Excerpts from a dataset on pointing at objects:
※ ※ ※

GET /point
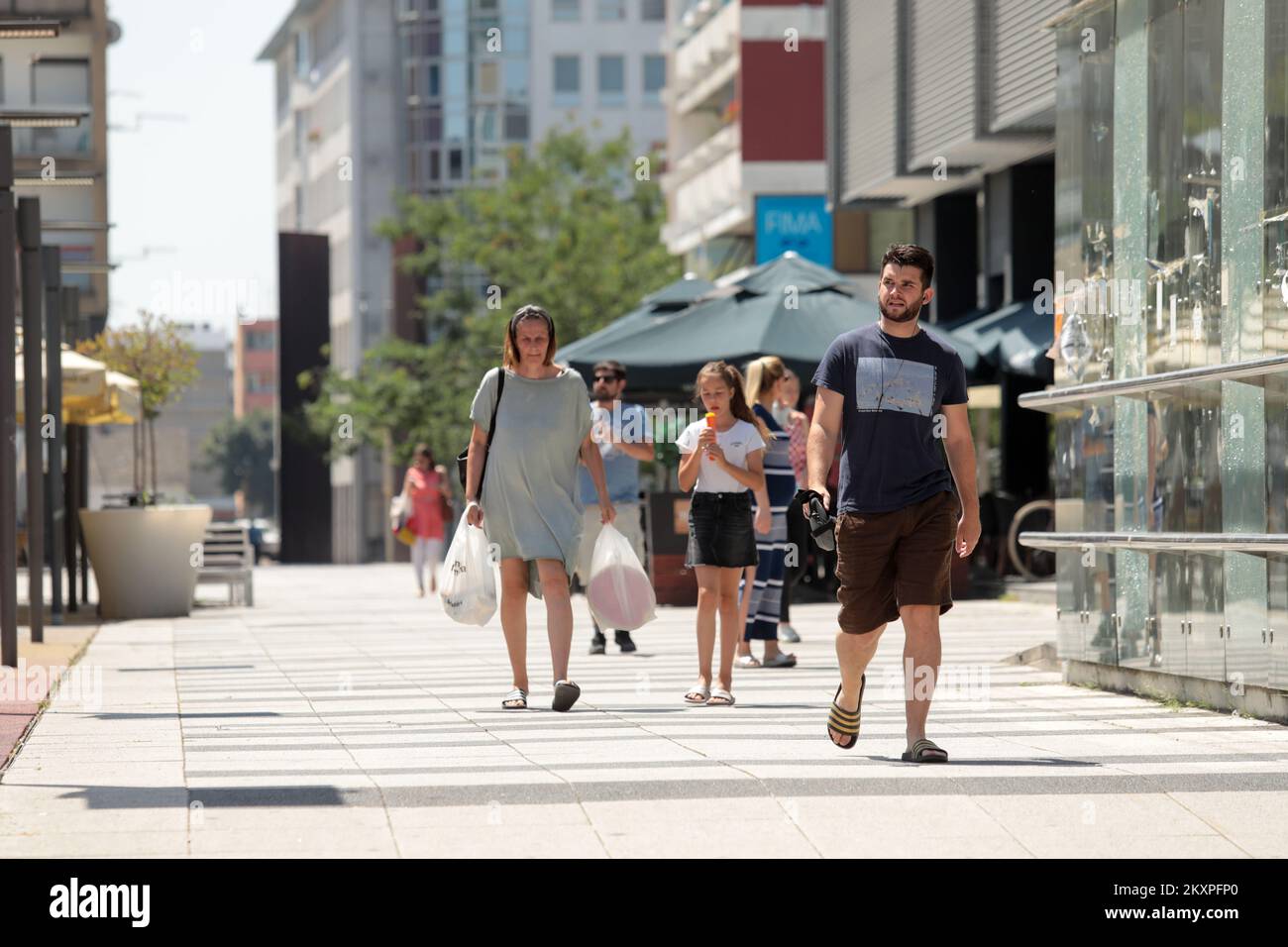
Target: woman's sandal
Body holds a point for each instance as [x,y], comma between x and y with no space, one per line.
[846,720]
[566,694]
[698,694]
[925,751]
[720,698]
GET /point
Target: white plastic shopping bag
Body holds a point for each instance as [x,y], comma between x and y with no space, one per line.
[468,586]
[618,592]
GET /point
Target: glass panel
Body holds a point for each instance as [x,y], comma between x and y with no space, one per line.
[1166,202]
[1202,157]
[1173,608]
[1275,312]
[1276,521]
[1205,646]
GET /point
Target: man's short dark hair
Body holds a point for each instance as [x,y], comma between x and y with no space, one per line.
[911,256]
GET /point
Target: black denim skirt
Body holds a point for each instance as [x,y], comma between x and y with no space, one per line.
[720,531]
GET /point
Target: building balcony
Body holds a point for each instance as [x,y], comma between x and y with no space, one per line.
[709,48]
[54,142]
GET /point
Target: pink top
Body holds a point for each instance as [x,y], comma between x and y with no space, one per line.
[799,433]
[425,517]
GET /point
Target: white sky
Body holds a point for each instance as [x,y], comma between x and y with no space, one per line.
[200,191]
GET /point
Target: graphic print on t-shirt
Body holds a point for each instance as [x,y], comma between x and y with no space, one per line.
[894,384]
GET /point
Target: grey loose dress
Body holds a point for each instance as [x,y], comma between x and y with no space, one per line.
[529,495]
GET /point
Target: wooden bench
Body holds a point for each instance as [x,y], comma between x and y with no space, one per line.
[228,557]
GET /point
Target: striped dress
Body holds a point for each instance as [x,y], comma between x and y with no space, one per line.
[772,548]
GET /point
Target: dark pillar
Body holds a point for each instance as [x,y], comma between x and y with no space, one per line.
[54,506]
[303,329]
[1025,455]
[34,401]
[8,412]
[953,239]
[1031,227]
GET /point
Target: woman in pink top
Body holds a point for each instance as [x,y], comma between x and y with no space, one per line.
[423,486]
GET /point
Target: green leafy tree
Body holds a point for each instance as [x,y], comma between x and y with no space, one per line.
[241,450]
[387,405]
[574,227]
[154,354]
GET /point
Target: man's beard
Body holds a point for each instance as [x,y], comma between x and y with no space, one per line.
[910,312]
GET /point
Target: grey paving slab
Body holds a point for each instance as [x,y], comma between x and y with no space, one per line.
[340,716]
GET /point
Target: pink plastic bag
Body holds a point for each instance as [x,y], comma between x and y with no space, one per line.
[619,592]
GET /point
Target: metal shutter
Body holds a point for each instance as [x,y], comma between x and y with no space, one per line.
[941,94]
[866,95]
[1022,67]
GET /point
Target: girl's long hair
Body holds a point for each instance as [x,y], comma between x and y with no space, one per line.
[737,402]
[763,372]
[510,360]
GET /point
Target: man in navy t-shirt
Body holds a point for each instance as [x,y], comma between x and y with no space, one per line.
[896,394]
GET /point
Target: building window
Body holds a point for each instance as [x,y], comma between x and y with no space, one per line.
[301,132]
[515,78]
[567,80]
[301,54]
[655,77]
[516,124]
[610,11]
[59,82]
[612,80]
[487,124]
[488,77]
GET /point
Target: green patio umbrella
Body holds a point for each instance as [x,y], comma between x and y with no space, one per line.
[657,307]
[787,307]
[1013,339]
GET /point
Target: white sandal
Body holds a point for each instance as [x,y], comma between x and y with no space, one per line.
[704,689]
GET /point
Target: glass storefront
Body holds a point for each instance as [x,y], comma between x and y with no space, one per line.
[1172,244]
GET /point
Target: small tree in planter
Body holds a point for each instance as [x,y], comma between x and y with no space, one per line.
[156,356]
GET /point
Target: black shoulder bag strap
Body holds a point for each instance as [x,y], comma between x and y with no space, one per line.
[463,458]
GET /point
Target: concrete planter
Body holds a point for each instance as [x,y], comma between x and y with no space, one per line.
[143,558]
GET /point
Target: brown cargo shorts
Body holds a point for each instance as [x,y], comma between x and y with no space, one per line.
[897,558]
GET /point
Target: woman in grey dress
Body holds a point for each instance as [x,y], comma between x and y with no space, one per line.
[529,489]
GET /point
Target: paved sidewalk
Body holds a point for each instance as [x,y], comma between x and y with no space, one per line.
[343,716]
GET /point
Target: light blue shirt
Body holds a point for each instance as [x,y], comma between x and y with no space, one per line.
[627,424]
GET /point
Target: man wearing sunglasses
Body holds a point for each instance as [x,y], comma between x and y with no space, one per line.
[623,442]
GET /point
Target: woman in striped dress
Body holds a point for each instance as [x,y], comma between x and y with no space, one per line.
[763,598]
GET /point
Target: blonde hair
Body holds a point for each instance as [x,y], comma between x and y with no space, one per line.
[510,360]
[763,372]
[737,402]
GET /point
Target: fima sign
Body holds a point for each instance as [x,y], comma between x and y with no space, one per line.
[794,222]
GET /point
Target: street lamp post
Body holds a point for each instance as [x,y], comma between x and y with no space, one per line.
[54,510]
[8,412]
[69,308]
[13,27]
[34,402]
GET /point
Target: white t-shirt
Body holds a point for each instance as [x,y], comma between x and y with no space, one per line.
[741,440]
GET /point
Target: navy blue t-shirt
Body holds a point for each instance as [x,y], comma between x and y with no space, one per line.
[894,390]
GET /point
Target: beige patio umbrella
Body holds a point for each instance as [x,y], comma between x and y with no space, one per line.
[91,392]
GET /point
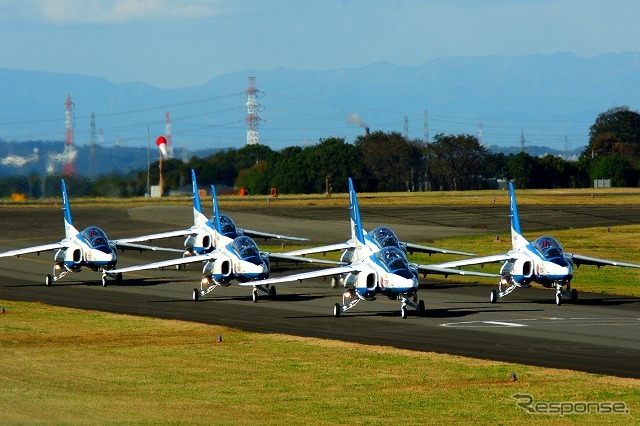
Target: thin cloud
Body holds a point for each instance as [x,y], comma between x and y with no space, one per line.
[62,12]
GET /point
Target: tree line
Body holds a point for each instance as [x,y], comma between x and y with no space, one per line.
[378,161]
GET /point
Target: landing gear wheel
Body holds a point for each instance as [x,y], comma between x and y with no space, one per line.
[336,310]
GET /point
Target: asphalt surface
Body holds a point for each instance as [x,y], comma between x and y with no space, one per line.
[599,334]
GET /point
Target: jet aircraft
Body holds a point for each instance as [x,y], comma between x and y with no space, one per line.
[87,249]
[542,261]
[373,271]
[229,254]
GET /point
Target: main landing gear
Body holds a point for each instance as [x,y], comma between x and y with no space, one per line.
[270,290]
[59,271]
[351,298]
[511,284]
[118,278]
[569,293]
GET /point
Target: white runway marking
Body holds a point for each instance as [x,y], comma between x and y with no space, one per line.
[505,324]
[532,322]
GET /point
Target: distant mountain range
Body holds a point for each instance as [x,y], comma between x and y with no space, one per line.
[550,100]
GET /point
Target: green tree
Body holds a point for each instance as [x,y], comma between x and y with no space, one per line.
[616,131]
[456,162]
[392,163]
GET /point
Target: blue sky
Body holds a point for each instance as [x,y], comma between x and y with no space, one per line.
[181,43]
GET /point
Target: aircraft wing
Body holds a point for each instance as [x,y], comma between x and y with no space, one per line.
[266,235]
[579,259]
[160,235]
[475,261]
[289,258]
[302,276]
[134,246]
[426,249]
[162,264]
[430,269]
[320,249]
[35,249]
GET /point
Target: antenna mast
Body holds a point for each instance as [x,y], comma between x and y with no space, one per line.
[252,118]
[69,167]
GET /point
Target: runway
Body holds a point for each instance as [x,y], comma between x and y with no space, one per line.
[600,334]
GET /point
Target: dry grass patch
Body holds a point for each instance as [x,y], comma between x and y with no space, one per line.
[60,365]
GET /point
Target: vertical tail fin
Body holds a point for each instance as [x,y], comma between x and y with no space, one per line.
[216,211]
[198,217]
[517,240]
[69,229]
[356,222]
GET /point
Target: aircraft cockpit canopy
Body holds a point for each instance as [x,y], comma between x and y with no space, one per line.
[549,248]
[384,237]
[396,261]
[228,227]
[247,249]
[97,239]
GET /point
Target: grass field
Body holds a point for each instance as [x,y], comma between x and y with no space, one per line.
[67,366]
[60,365]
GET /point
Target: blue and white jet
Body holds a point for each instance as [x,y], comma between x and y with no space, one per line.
[542,261]
[87,249]
[374,271]
[229,255]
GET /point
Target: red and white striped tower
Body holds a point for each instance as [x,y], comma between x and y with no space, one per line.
[167,134]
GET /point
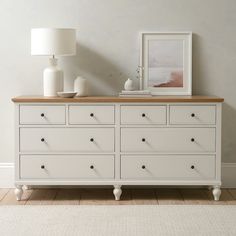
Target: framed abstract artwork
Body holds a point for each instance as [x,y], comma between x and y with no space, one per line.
[166,63]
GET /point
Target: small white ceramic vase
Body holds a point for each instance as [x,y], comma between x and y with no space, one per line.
[81,87]
[129,85]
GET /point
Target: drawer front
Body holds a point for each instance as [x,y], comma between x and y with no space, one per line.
[91,114]
[168,140]
[195,115]
[66,139]
[42,115]
[143,114]
[168,167]
[66,167]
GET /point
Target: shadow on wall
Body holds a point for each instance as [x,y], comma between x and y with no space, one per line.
[228,133]
[197,65]
[104,77]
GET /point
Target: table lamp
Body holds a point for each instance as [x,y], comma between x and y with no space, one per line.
[53,42]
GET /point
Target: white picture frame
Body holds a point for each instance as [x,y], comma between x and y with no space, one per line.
[166,63]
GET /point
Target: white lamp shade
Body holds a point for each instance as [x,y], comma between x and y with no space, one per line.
[47,41]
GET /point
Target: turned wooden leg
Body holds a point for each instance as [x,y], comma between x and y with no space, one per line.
[216,193]
[28,187]
[18,192]
[117,192]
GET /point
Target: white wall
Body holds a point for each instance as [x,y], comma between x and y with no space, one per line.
[108,50]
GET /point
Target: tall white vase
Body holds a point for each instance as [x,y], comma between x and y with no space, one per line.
[81,87]
[52,79]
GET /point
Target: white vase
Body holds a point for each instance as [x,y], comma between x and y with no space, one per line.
[81,86]
[52,79]
[129,85]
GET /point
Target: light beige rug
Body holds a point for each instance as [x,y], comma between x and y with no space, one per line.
[117,220]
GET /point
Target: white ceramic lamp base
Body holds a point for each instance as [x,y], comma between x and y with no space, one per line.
[52,79]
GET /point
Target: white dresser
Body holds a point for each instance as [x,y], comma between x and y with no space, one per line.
[118,141]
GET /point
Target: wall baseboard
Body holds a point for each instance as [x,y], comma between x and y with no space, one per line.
[7,175]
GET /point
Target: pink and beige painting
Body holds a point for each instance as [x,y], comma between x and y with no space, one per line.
[165,63]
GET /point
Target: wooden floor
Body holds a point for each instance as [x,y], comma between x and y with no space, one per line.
[79,196]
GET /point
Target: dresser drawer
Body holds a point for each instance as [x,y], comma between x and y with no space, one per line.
[42,115]
[174,167]
[66,167]
[91,114]
[193,114]
[170,140]
[143,114]
[66,139]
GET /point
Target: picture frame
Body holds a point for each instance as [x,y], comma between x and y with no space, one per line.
[166,63]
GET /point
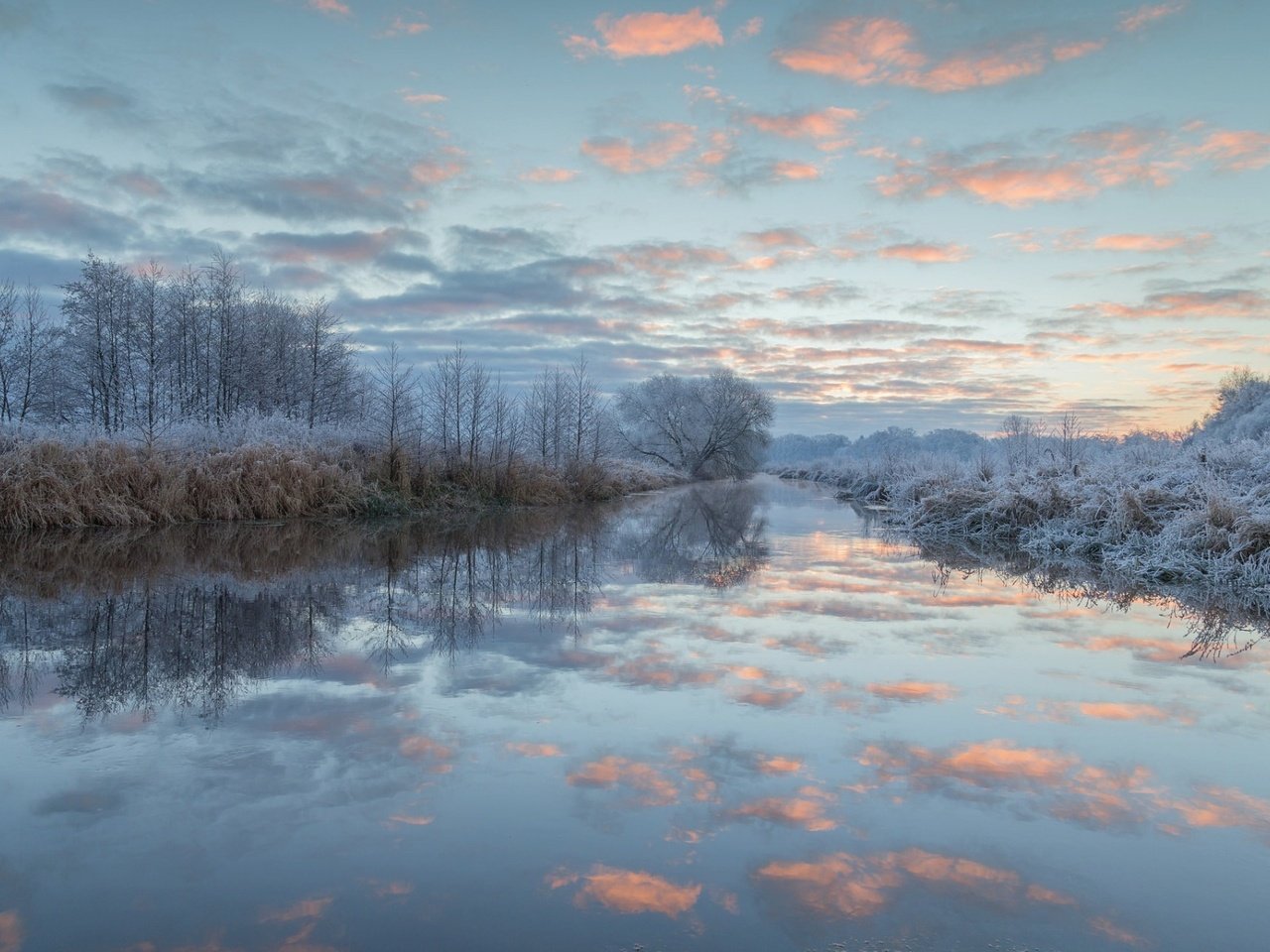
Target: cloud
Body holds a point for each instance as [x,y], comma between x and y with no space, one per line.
[806,811]
[549,176]
[330,8]
[629,892]
[870,51]
[925,253]
[820,125]
[402,27]
[10,932]
[651,785]
[1144,16]
[1076,50]
[93,98]
[648,35]
[912,690]
[422,98]
[26,209]
[795,172]
[1188,304]
[1234,150]
[1128,241]
[666,143]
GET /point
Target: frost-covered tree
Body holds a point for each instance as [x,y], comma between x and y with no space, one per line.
[711,426]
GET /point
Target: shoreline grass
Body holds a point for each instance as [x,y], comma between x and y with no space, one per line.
[98,483]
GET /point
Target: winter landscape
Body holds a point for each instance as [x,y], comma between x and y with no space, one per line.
[484,475]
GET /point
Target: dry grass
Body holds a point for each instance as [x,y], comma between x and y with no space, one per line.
[48,484]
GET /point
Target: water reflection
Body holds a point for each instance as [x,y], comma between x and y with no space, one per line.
[1218,622]
[721,717]
[191,616]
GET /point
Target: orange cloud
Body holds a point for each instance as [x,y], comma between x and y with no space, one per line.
[648,35]
[610,772]
[630,892]
[1105,927]
[925,253]
[779,765]
[547,176]
[1144,16]
[912,690]
[304,909]
[526,749]
[846,887]
[807,812]
[412,820]
[627,158]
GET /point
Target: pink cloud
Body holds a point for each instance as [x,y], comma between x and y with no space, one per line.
[1185,304]
[331,8]
[998,181]
[402,27]
[1078,50]
[925,253]
[435,172]
[630,892]
[422,98]
[780,238]
[548,176]
[1150,243]
[867,51]
[795,172]
[1236,150]
[821,125]
[648,35]
[627,158]
[1144,16]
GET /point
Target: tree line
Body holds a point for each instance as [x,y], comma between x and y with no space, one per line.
[139,352]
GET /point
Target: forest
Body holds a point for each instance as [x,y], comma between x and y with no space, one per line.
[1144,513]
[154,397]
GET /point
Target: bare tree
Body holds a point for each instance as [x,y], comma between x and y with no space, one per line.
[703,426]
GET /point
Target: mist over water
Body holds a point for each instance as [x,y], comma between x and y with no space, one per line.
[722,716]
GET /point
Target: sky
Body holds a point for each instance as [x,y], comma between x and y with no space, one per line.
[901,213]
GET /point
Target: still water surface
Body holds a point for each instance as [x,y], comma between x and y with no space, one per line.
[721,717]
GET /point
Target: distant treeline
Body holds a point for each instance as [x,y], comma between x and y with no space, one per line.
[146,352]
[155,397]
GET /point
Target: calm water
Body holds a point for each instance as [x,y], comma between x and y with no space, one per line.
[715,719]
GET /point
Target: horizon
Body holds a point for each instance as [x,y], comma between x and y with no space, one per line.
[1034,211]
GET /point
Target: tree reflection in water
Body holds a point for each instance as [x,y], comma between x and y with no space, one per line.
[190,617]
[708,534]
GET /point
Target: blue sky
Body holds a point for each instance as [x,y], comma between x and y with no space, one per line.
[920,213]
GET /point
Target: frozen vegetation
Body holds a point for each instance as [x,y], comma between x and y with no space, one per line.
[158,398]
[1139,515]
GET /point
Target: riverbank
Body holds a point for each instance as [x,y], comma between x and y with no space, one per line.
[49,483]
[1191,516]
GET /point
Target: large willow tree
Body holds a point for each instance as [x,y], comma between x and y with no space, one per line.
[714,426]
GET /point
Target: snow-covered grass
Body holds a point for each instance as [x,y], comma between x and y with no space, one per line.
[1132,516]
[266,468]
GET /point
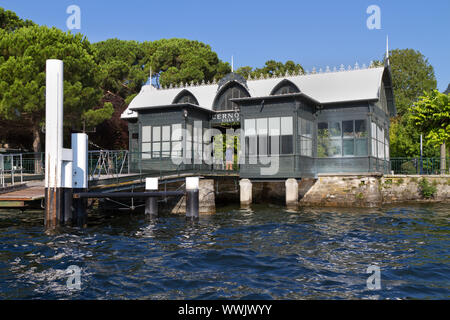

※ ※ ※

## WHAT YOU NEED TO DO
Locate each line in the records above that contains the word "reflection" and copy those lines out.

## FULL ANSWER
Target: water reflection
Target: tree reflection in water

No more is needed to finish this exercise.